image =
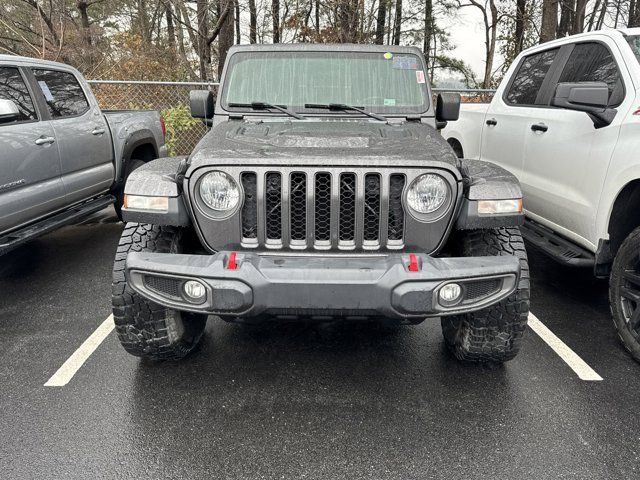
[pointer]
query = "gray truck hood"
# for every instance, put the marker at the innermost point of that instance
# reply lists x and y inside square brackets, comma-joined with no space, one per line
[324,142]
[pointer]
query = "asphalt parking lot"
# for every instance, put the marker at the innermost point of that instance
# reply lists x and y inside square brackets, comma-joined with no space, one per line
[341,400]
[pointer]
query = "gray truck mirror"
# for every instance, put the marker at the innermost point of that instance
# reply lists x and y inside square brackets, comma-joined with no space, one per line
[589,97]
[202,104]
[447,108]
[9,111]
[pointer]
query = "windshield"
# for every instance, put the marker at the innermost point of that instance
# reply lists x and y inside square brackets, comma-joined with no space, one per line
[376,81]
[634,42]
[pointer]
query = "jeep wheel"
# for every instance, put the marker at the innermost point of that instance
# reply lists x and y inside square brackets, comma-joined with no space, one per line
[146,329]
[132,165]
[624,293]
[493,334]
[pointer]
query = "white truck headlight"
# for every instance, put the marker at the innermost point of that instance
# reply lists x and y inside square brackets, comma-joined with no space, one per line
[219,191]
[496,207]
[140,202]
[427,193]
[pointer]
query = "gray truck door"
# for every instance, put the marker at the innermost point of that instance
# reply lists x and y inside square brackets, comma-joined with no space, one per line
[82,134]
[30,182]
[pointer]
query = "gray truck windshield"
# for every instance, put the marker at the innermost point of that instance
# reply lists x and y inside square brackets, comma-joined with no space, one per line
[376,81]
[634,42]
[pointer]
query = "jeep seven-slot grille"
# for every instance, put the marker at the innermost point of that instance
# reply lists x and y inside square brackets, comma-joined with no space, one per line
[322,210]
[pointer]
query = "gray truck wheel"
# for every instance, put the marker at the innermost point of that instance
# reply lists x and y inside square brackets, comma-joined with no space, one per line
[495,333]
[132,165]
[146,329]
[624,293]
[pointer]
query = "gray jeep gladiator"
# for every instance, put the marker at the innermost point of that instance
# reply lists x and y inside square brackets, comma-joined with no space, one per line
[61,157]
[323,190]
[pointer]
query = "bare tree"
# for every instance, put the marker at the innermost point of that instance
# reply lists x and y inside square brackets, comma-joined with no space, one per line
[549,20]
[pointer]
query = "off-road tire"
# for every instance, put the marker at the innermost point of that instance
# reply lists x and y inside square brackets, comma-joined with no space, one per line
[146,329]
[622,304]
[494,334]
[131,165]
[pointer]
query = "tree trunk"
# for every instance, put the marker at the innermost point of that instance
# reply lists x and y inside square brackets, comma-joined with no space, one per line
[578,18]
[634,14]
[204,48]
[397,23]
[521,6]
[491,50]
[428,31]
[549,20]
[348,21]
[171,29]
[85,24]
[237,20]
[253,22]
[275,15]
[567,10]
[380,21]
[227,29]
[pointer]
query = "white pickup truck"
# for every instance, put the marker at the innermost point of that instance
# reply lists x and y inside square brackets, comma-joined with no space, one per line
[566,121]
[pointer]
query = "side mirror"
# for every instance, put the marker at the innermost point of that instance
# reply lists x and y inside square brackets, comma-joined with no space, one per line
[202,104]
[589,97]
[9,111]
[447,109]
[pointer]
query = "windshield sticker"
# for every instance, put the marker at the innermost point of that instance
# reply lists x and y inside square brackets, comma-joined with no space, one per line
[45,90]
[405,63]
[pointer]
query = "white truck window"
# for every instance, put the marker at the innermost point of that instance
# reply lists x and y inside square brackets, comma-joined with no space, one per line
[527,81]
[593,62]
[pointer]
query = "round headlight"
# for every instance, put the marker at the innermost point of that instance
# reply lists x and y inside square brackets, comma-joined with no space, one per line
[219,191]
[427,193]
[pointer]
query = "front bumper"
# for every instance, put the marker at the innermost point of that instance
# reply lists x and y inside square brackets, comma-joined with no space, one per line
[322,286]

_DIRECTIONS:_ Where a line of the data above includes "headlight", copy that line.

_RESPONSE BOX:_
query = "white truck headlight"
query = "round headlight"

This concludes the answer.